Repeat every record below exactly as written.

▼

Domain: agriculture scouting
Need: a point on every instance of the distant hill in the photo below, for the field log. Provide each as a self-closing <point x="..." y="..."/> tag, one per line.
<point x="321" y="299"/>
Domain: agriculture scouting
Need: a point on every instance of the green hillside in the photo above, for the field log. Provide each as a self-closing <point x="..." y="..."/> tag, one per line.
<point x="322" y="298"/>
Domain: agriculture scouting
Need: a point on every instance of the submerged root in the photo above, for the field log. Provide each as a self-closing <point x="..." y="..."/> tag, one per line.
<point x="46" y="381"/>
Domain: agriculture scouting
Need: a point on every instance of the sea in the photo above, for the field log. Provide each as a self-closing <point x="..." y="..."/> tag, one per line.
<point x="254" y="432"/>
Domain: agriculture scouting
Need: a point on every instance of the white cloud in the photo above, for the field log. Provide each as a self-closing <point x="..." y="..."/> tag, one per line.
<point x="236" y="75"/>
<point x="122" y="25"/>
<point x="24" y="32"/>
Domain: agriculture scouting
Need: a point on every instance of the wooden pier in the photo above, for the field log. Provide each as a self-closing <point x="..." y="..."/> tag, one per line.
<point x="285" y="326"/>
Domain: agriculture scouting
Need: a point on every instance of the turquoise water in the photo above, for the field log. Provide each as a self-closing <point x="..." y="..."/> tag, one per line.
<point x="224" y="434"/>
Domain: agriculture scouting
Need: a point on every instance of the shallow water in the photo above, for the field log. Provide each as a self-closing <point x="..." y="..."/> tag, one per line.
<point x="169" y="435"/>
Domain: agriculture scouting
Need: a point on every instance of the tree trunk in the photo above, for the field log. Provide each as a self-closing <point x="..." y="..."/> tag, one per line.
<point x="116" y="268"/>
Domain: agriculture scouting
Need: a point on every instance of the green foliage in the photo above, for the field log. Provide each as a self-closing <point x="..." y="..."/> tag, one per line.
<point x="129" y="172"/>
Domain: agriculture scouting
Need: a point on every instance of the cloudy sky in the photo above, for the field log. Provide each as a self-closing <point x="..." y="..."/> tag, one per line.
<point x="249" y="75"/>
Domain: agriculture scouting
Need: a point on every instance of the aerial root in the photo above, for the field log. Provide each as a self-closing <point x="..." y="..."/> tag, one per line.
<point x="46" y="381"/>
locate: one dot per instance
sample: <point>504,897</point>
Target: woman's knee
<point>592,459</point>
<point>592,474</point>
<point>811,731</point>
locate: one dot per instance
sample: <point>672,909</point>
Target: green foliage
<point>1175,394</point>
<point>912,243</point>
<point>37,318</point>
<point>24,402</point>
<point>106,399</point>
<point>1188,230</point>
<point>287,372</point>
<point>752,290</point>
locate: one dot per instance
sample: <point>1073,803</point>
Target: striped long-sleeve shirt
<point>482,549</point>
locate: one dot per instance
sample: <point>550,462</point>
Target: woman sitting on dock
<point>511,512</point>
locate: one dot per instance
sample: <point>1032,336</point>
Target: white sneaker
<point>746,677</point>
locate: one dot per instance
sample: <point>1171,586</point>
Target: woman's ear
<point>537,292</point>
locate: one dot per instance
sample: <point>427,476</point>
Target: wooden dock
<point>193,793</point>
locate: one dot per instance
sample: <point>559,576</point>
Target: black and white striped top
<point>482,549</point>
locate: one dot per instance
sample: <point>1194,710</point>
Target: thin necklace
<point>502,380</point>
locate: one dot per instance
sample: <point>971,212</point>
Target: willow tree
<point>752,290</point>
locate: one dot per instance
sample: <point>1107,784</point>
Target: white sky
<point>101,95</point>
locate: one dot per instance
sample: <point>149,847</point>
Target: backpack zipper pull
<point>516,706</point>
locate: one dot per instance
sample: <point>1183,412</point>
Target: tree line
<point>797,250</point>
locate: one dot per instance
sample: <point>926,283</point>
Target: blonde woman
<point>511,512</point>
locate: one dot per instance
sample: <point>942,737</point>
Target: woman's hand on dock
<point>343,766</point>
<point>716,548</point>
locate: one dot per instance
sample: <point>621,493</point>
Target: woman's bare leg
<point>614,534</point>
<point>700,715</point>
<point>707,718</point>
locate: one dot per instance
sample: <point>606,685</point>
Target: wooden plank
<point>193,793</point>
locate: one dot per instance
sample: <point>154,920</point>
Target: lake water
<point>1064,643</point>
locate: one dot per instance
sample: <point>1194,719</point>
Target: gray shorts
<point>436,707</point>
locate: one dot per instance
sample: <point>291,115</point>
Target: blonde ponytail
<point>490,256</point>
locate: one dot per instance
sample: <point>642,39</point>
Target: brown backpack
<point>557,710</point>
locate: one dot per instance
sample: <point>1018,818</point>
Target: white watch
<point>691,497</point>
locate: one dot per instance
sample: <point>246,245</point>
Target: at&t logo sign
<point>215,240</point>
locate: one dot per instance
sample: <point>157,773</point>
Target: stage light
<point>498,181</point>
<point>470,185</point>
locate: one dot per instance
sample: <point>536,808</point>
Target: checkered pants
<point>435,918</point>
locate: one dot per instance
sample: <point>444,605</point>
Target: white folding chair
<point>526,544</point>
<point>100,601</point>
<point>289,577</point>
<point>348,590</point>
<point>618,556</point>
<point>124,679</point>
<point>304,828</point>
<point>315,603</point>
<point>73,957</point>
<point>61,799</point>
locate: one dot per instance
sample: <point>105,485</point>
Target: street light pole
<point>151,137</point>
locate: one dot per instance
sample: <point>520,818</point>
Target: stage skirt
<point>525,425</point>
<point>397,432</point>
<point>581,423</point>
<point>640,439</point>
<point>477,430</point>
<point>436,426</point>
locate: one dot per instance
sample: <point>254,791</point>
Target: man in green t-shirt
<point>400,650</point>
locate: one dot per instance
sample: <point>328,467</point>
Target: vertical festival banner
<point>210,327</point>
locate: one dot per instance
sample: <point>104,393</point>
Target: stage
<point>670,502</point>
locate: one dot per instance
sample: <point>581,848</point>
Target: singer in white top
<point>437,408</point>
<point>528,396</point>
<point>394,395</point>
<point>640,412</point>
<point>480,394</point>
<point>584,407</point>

▲

Final answer:
Domain: agriculture scouting
Need: a point on every instance of the distant hill in the photo below, for the field log. Provide each as a self-closing <point x="..." y="..."/> tag, one per line.
<point x="321" y="299"/>
Domain: agriculture scouting
Need: a point on every instance of the green hillside in the photo above, for the field log. Provide each as a self-closing <point x="..." y="..."/> tag, one per line.
<point x="322" y="298"/>
Domain: agriculture scouting
Need: a point on every instance of the submerged root in the photo above, for the field log. Provide each as a self-closing <point x="..." y="..."/> tag, one per line.
<point x="46" y="381"/>
Domain: agriculture scouting
Need: a point on every instance of the sea in the photo above, for the field log. Provide each as a self-closing <point x="..." y="..."/> tag, one per line.
<point x="254" y="432"/>
Domain: agriculture scouting
Need: a point on every instance of the white cloud in the photo above, for the field log. Provide each as a self-closing <point x="..." y="..."/> tag, one per line.
<point x="236" y="75"/>
<point x="122" y="25"/>
<point x="24" y="32"/>
Domain: agriculture scouting
Need: a point on every instance of the wooden pier in the photo above, for the field log. Provide each as a self-closing <point x="..." y="..."/> tag, one per line.
<point x="285" y="326"/>
Domain: agriculture scouting
Need: a point on every instance of the turquoise water in the photo above, for the field log. Provide each as a self-closing <point x="..." y="..."/> tag, one per line.
<point x="224" y="434"/>
Domain: agriculture scouting
Need: a point on every instance of the shallow water in the photo above, for the field log. Provide each as a self-closing <point x="..." y="..."/> tag, one per line.
<point x="169" y="435"/>
Domain: agriculture scouting
Need: a point on every instance of the tree trunk in the photo above, for the field log. Provide each as a self-closing <point x="..." y="..."/> tag, one per line.
<point x="116" y="268"/>
Domain: agriculture scouting
Need: a point on every instance of the green foliage in the photo above, for the field log. Provide each as a self-closing <point x="..." y="..."/> tag, one per line.
<point x="129" y="172"/>
Domain: agriculture scouting
Need: a point on every instance of the cloudy sky in the photo above, for the field log. Provide each as a self-closing <point x="..." y="..."/> tag, one per line.
<point x="249" y="75"/>
Domain: agriculture scouting
Need: a point on every instance of the aerial root in the photo above, for the field log. Provide each as a self-closing <point x="..." y="..."/> tag, one per line.
<point x="46" y="381"/>
locate: one dot per instance
sample: <point>504,897</point>
Target: woman's knee
<point>592,459</point>
<point>592,474</point>
<point>811,731</point>
locate: one dot per instance
sample: <point>672,909</point>
Target: green foliage
<point>1175,394</point>
<point>912,243</point>
<point>37,318</point>
<point>24,402</point>
<point>106,399</point>
<point>1188,230</point>
<point>287,372</point>
<point>752,290</point>
locate: one dot per instance
sample: <point>1073,803</point>
Target: striped long-sleeve shirt
<point>482,549</point>
locate: one dot per instance
sample: <point>550,462</point>
Target: woman sitting on dock
<point>511,512</point>
locate: one dot per instance
sample: <point>1032,336</point>
Target: white sneaker
<point>746,677</point>
locate: one dot per instance
sample: <point>1171,586</point>
Target: woman's ear
<point>537,292</point>
locate: one dot per instance
sample: <point>427,476</point>
Target: wooden dock
<point>193,793</point>
locate: one dot per instance
sample: <point>559,576</point>
Target: black and white striped top
<point>482,549</point>
locate: one dot per instance
sample: <point>1194,710</point>
Target: thin necklace
<point>502,380</point>
locate: one dot per instance
sample: <point>971,212</point>
Target: willow tree
<point>752,290</point>
locate: one dot per instance
sample: <point>1107,784</point>
Target: white sky
<point>101,95</point>
locate: one dot per instance
sample: <point>149,847</point>
Target: backpack zipper pull
<point>516,706</point>
locate: one dot per instance
sample: <point>1183,412</point>
Target: tree line
<point>797,250</point>
locate: one dot per instance
sample: <point>926,283</point>
Target: blonde woman
<point>511,512</point>
locate: one dot per instance
sample: <point>942,737</point>
Target: woman's hand on dock
<point>343,766</point>
<point>716,548</point>
locate: one dot per instance
sample: <point>621,493</point>
Target: woman's bare leg
<point>614,534</point>
<point>700,715</point>
<point>707,718</point>
locate: one dot per instance
sample: <point>606,685</point>
Target: wooden plank
<point>193,793</point>
locate: one dot per instance
sample: <point>154,920</point>
Target: lake water
<point>1064,643</point>
locate: one dot per instance
sample: <point>1194,719</point>
Target: gray shorts
<point>436,707</point>
locate: one dot per instance
sample: <point>291,115</point>
Target: blonde ponytail
<point>490,256</point>
locate: one dot per instance
sample: <point>642,39</point>
Target: brown backpack
<point>557,710</point>
locate: one dot per instance
sample: <point>1018,818</point>
Target: white watch
<point>691,497</point>
locate: one dot per instance
sample: <point>246,245</point>
Target: at&t logo sign
<point>215,240</point>
locate: one dot per instance
sample: <point>157,773</point>
Target: stage light
<point>498,181</point>
<point>470,185</point>
locate: one dot per instance
sample: <point>536,808</point>
Target: checkered pants
<point>435,918</point>
locate: one dot per instance
sample: <point>444,605</point>
Target: white folding chair
<point>526,544</point>
<point>100,601</point>
<point>289,577</point>
<point>348,590</point>
<point>618,556</point>
<point>124,679</point>
<point>304,828</point>
<point>315,603</point>
<point>73,957</point>
<point>61,799</point>
locate: one dot per instance
sample: <point>105,485</point>
Target: street light pole
<point>151,137</point>
locate: one dot per instance
sample: <point>520,818</point>
Target: stage skirt
<point>525,425</point>
<point>397,432</point>
<point>581,423</point>
<point>640,439</point>
<point>477,430</point>
<point>436,426</point>
locate: one dot per instance
sample: <point>254,791</point>
Target: man in green t-shirt
<point>400,650</point>
locate: one dot per instance
sample: <point>328,467</point>
Target: vertical festival banner
<point>210,327</point>
locate: one dot per instance
sample: <point>104,393</point>
Target: stage
<point>670,502</point>
locate: one dot per instance
sample: <point>581,848</point>
Target: singer in white top
<point>437,408</point>
<point>528,396</point>
<point>394,395</point>
<point>640,412</point>
<point>480,394</point>
<point>584,407</point>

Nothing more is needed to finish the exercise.